# WHAT THE EXERCISE ASKS:
Report every line in the records below that contains the string "globe", copying each line in full. Case counts.

# MATERIAL SUPPLIED:
········
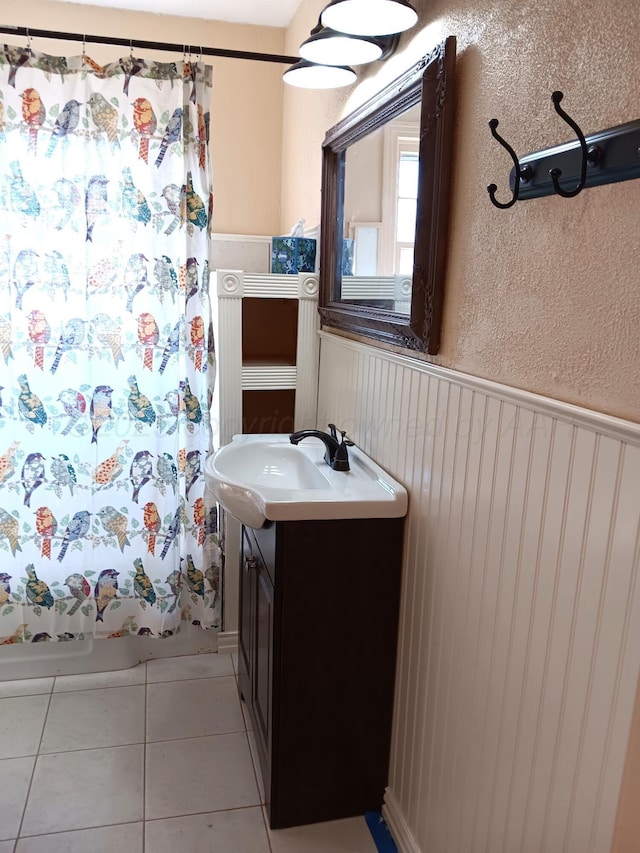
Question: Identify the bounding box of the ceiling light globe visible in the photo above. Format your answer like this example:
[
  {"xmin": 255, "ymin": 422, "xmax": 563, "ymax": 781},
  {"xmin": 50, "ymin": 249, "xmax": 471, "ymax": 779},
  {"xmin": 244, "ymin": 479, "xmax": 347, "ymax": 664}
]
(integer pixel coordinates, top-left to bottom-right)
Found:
[
  {"xmin": 282, "ymin": 59, "xmax": 356, "ymax": 89},
  {"xmin": 300, "ymin": 30, "xmax": 382, "ymax": 65},
  {"xmin": 320, "ymin": 0, "xmax": 418, "ymax": 36}
]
········
# SOLUTION FOR THIS TASK:
Question: Identify the bounding box of the ceiling light globe visible in the photo above. Format your answer like this example:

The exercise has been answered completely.